* Passage provided:
· · · · ·

RAUB, Pahang: The loud grunts of a crane’s engine pierced the silence of Bukit Telaga Village, near the foot of Pahang’s tourist hotspot Fraser’s Hill. The sound reverberated through the forest and interrupted the tireless croaking of crickets.
"That’s them at it again," said Mr Tam, an Orang Asli in his 40s who has lived at the village all his life. “Clearing forests to make way for more durian farms. The sound gets louder each day.”
The villager, who only wanted to be known as Mr Tam, belongs to one of the nine Orang Asli families who live at Bukit Telaga. He told CNA that they are worried about how the plantations are encroaching on their land and surrounding forests where they gather food from.
He recounted incidents when members of his clan would argue with plantation workers for entering their village to look for more land.
“It’s not peaceful here anymore. We don’t sleep well because we are scared the fruits and property we have will be stolen,” said Mr Tam.
Indeed, the Orang Asli feel they are under siege from the growing number of plantations in the area. There is also a biodiversity dimension to the issue, with activists saying that the clearing of land will affect Malayan tigers' habitats.
On the other hand, the plantation owners say the Orang Asli can benefit from employment opportunities and wealth.
"THEY WILL FORCE US TO MOVE"
Bukit Telaga sits 500 metres upslope from rows of durian trees within fenced plantations. When CNA visited the area, there were at least three durian farms nearby.
Mr Tam said he was uncomfortable with the number of plantations that have sprouted up at Fraser’s Hill in recent years.
“One day they will force us to move because these (plantation owners) want to make more money, I’m sure of it. We don’t want to move. We have lived here in the forest all our lives,” he said.

· · · · ·

* Entries shown:
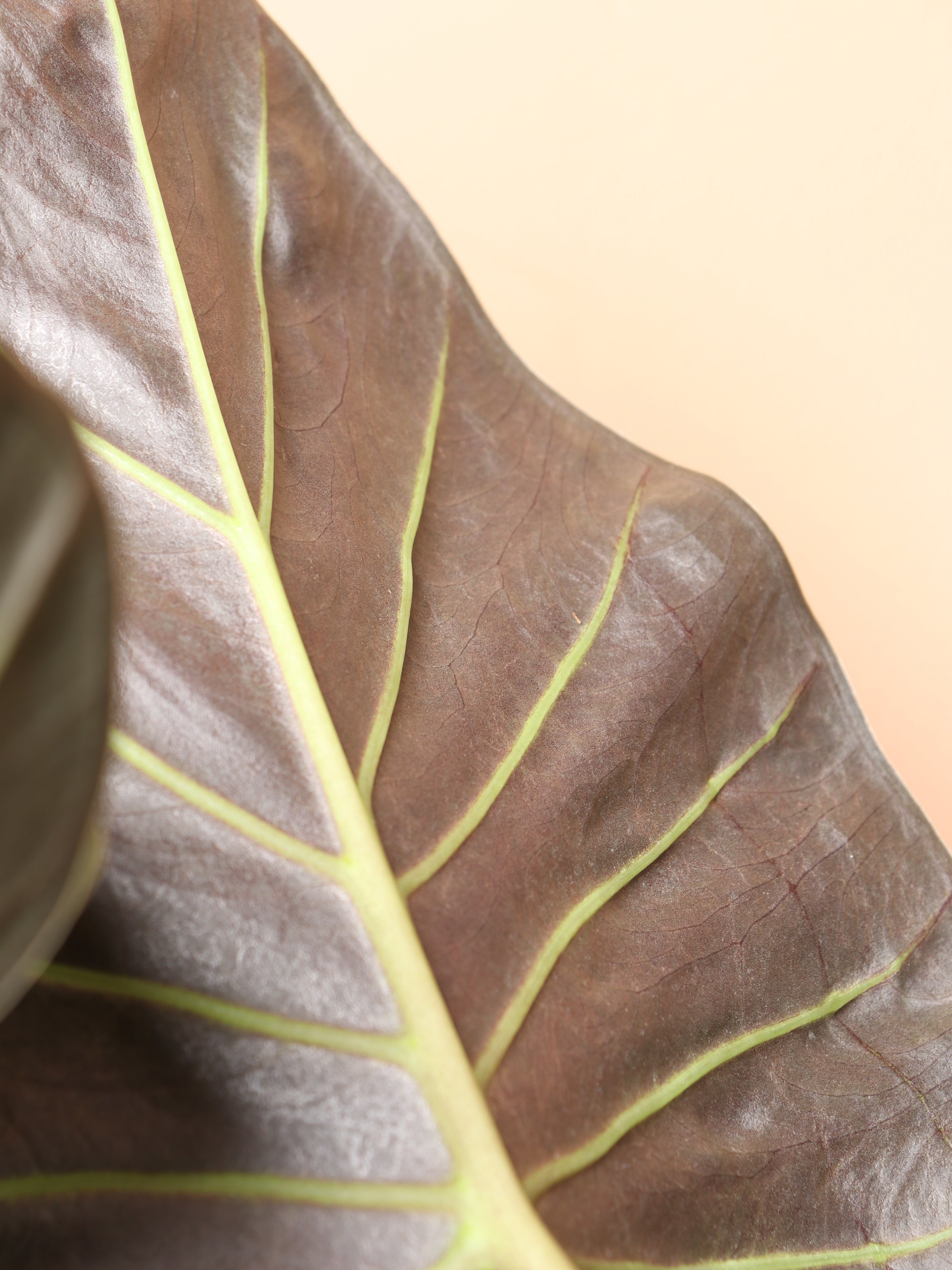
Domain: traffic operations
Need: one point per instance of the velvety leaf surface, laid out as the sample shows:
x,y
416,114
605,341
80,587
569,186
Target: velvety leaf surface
x,y
54,677
691,930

· · · · ·

* Written task 1:
In the article on durian plantations at Fraser's Hill, how many Orang Asli families live at Bukit Telaga?
* Written task 2:
According to the article on durian plantations at Fraser's Hill, why does Mr Tam say the villagers don't sleep well?
* Written task 3:
Reproduce the part of the article on durian plantations at Fraser's Hill that opens with the words containing "He recounted incidents" and closes with "Malayan tigers' habitats.".
The listing comes from a separate source.

* Exercise result 1:
Nine.

* Exercise result 2:
They are scared that the fruits and property they have will be stolen. He says it is no longer peaceful there.

* Exercise result 3:
He recounted incidents when members of his clan would argue with plantation workers for entering their village to look for more land.
“It’s not peaceful here anymore. We don’t sleep well because we are scared the fruits and property we have will be stolen,” said Mr Tam.
Indeed, the Orang Asli feel they are under siege from the growing number of plantations in the area. There is also a biodiversity dimension to the issue, with activists saying that the clearing of land will affect Malayan tigers' habitats.